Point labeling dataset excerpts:
⟨

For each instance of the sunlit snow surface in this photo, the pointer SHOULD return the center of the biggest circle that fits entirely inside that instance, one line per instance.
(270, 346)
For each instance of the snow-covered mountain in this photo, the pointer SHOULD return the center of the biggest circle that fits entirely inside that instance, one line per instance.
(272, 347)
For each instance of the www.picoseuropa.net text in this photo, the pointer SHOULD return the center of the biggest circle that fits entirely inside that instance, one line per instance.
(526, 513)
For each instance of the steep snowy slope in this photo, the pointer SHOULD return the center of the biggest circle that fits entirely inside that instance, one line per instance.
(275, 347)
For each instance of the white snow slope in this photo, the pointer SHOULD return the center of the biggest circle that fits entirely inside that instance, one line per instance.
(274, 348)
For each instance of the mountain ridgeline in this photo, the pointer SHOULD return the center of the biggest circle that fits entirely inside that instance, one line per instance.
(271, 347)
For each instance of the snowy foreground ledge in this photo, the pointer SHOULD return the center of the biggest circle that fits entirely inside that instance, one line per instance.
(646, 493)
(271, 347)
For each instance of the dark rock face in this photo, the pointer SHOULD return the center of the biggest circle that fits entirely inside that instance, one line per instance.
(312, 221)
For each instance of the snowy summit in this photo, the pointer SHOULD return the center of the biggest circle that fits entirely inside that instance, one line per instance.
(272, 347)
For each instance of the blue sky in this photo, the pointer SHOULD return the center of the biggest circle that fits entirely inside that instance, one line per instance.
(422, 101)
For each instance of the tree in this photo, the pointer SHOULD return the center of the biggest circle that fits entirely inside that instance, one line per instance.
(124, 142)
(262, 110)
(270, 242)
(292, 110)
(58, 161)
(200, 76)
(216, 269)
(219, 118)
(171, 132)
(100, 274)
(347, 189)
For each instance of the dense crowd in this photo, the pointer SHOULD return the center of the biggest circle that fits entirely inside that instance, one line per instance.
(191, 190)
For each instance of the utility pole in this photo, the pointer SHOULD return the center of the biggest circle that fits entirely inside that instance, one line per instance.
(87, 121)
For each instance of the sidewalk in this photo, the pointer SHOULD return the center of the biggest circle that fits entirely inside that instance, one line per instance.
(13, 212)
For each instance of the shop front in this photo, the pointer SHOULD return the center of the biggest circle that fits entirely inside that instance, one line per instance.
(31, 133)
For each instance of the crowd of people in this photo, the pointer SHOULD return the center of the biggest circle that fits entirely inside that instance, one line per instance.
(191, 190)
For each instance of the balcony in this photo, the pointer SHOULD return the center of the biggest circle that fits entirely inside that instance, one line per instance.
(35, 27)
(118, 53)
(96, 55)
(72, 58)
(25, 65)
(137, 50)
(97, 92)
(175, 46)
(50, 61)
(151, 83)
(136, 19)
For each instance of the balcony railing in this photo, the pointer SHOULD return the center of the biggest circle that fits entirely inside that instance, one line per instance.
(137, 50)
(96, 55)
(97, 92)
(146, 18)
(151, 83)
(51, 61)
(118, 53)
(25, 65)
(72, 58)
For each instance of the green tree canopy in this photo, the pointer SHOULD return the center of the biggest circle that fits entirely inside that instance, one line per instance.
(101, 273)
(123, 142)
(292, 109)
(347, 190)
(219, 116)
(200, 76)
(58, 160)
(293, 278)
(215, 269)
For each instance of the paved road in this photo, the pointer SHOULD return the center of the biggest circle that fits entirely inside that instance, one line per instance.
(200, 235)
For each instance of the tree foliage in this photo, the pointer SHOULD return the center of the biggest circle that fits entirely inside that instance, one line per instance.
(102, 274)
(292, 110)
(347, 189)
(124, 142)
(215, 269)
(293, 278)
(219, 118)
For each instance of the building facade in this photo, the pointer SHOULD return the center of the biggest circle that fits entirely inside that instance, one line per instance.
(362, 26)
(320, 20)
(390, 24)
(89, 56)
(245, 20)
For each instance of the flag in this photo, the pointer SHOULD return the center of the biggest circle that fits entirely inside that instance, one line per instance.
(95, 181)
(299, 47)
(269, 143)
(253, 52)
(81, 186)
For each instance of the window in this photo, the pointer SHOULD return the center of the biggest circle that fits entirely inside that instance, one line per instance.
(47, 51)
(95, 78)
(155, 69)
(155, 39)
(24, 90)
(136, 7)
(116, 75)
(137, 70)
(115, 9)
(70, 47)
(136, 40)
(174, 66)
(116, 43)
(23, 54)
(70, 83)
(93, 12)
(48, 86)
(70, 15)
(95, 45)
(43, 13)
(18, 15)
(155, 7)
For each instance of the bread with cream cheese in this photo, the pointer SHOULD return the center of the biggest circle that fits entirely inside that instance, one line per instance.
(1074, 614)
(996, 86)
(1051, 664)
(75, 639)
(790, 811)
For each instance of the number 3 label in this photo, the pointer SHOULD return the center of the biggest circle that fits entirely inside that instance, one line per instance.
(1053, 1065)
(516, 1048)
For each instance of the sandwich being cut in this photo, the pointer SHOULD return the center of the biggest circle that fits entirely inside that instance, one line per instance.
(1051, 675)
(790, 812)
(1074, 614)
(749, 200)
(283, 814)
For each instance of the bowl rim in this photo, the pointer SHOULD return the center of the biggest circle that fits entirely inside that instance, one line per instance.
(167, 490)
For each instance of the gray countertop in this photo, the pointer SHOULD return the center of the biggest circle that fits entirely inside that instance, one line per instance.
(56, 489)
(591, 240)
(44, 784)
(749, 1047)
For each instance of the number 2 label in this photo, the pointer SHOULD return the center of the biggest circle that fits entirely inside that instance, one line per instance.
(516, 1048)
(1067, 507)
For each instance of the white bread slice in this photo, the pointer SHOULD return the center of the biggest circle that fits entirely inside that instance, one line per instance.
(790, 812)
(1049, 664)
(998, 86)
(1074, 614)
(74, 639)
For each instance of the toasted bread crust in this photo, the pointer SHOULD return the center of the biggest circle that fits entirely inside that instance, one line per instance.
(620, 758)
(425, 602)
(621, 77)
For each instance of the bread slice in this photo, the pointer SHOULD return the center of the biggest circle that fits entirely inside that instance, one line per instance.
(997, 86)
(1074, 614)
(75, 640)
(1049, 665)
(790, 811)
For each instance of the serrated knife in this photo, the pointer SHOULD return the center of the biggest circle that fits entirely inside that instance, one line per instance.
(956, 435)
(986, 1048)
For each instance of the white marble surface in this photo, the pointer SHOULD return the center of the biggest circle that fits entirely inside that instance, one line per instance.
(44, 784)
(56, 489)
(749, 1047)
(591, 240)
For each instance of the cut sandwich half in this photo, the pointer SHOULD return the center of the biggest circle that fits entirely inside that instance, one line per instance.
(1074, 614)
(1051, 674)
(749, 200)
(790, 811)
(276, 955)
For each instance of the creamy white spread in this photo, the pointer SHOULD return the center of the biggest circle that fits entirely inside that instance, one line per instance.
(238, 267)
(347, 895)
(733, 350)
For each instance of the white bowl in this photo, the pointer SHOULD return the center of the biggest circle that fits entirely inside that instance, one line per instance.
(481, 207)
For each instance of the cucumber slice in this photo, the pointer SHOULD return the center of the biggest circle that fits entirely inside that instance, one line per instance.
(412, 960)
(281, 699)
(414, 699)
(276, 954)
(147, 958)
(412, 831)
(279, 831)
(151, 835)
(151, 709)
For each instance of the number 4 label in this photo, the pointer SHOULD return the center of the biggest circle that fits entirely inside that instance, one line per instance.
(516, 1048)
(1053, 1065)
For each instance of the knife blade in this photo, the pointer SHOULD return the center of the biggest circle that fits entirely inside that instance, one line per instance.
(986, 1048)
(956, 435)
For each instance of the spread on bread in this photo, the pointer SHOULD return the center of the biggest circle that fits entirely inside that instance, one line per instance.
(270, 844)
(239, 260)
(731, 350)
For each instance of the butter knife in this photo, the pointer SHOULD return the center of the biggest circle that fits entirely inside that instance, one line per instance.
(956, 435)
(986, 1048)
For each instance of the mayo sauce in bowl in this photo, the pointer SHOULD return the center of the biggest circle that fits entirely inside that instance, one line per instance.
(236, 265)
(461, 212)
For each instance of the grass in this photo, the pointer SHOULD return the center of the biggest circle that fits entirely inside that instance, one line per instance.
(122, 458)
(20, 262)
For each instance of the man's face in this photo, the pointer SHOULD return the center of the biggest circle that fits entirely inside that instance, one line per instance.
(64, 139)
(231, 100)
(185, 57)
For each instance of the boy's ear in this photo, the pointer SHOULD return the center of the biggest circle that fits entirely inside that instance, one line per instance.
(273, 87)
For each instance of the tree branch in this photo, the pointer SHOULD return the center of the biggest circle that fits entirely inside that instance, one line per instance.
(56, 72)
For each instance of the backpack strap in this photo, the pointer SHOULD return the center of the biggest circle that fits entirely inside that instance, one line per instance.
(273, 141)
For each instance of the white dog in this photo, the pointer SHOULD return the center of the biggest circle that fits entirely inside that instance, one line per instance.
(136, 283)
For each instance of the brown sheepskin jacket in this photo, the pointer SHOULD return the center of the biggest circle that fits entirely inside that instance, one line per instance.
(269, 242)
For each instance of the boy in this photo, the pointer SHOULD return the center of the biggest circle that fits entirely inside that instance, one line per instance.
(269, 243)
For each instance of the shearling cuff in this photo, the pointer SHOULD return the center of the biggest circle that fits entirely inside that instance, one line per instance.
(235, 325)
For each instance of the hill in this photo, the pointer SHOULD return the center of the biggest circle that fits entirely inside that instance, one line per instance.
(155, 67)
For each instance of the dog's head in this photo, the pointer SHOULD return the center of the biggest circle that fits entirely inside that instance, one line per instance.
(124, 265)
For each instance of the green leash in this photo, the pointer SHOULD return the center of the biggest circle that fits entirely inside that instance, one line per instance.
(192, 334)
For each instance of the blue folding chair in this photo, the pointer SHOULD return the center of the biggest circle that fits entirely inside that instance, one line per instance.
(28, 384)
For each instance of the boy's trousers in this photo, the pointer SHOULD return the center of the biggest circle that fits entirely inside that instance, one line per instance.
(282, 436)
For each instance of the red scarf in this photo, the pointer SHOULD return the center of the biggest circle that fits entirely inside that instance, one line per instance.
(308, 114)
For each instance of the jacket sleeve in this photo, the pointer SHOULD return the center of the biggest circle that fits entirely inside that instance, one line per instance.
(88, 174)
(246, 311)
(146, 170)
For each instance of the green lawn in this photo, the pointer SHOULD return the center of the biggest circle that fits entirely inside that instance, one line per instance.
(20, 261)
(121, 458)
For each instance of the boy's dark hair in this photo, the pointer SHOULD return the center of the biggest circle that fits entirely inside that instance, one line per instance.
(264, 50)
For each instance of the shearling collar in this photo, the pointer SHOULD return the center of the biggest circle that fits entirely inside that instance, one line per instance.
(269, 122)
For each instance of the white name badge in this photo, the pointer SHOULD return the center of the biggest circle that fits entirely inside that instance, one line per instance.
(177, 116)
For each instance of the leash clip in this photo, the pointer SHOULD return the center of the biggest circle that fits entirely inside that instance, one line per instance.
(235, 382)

⟩

TASK PROMPT: Restate word for word the lines from the one holding "For each instance of the shearling collar" to the end of the listing, both ends included, and nothing more.

EXERCISE OUTPUT:
For each instance of the shearling collar in this photo, the pointer SHOULD return the center of the biggest circle that fits entirely inside that instance, one line per instance.
(269, 122)
For each instance of the white name badge in this photo, the pointer SHOULD return the center of the biggest circle that fits entirely inside that instance, one line per instance.
(177, 116)
For each instance of the leash clip in this photo, the pointer SHOULD return the center of the biggest circle that fits entirely inside that instance, one line per instance.
(235, 382)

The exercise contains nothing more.